**Отрывок**

——————

Но этого мало; наряду с русской архитектурой в икону XV в. Вторгается и
русский быт. В собрании И. С. Остроухова имеется икона Илии Пророка на
колеснице; там вы видите в огневидной туче белых коней в русской дуге,
мчащих колесницу прямо в небо. Сравните это изображение с иконой Илии
Пророка XIV века в собрании С. П. Рябушинского; на последней русская
дуга отсутствует. В том же собрании И. С. Остроухова имеется икона св.
Кирилла Белозерского, где святой печет хлебы в русской печке. Наконец, в
Третьяковской галерее, на иконе Николая Чудотворца изображен половец в
русской шубе.
Да не покажется дерзостью это привнесение в икону бытовых подробностей
русской жизни. Это - не дерзость, а выражение нового духовного
настроения народа, которому подвиг святого Сергия и Дмитрия Донского
вернул веру в родину. Из пустыни раздался властный призыв преподобного к
вождю русской рати: "иди на безбожников смело, без колебания, и
победишь". "Примером своей жизни, высотою своего духа преподобный Сергий
поднял упавший дух родного народа, пробудил в нем доверие к себе, к
своим силам, вдохнул веру в свое будущее. Он вышел из нас, был плоть от
плоти нашей и кость от костей наших, а поднялся на такую высоту, о
которой мы и не чаяли, чтобы она комунибудь из наших была доступна". Что
же удивительного в том, что поверившая в себя Россия увидела в небесах
свой собственный образ, а иконописец, забывший уроки греческих учителей,
стал писать Образ Христов с русскими чертами. Это - не
самопревознесение, а явление образа святой Руси в иконописи. В дни
национального унижения и рабства все русское обесценивалось, казалось
немощным и недостойным. Все святое казалось чужестранным, греческим. Но
вот по земле прошли великие святые; и их подвиг, возродивший мощь
народную, все освятил и все возвеличил на Руси: и русские храмы, и
русский народный тип, и даже русский народный быт.
В XV веке воспоследовали и другие события, которые утвердили эту веру и
силу русского народного гения и вместе с тем пошатнули доверие к
прежним учителям веры - грекам. Это - флорентийская уния в взятие
Константинополя турками в ту самую эпоху, когда владычество "безбожных
агарян" на Руси было окончательно сломлено. Возникшая под впечатлением
этих событий мысль о Москве, как о третьем Риме, слишком известна, чтобы
о ней нужно было распространяться. Но еще раньше Москвы под
впечатлением упадка веры в обоих древних Римах стал называть себя "новым
Римом" Великий Новгород. Там зародились благочестивые сказания о
бегстве святых и святынь из опозоренных центров древнего благочестия и о
переселении их в Новгород: об иконе Тихвинской Божьей Матери, чудесно
перенесенной из Византии в Новгород, и о столь же чудесном приплытии
туда же на камне св. Антония Римлянина с мощами. Новгородский иконописец
сумел сделать из этого последнего сказания яркий апофеоз русского
народного гения. В собрании икон И. С. Остроухова есть изображение этого
чудесного плавания, которое поражает не только красотою, но и
необычайным подъемом национального чувства; над плывущим по Волхову
святым беженцем из Рима жаром горят золотые главы новгородских русских
храмов: в них - цель его странствования и единственно достойное
пребывание для вверенной ему от Бога святыни.

——————

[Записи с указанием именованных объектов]

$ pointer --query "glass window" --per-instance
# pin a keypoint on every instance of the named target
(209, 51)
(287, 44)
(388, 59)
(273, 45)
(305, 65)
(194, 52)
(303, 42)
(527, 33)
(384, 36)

——————

**Цель задания**
Назовите все иконы из собрания И. С. Остроухова, которые упоминаются в отрывке об иконописи XV века. Записи заимствованы из другого источника.

**Решение задачи**
- Икона Илии Пророка на колеснице
- Икона св. Кирилла Белозерского
- Изображение чудесного плавания св. Антония Римлянина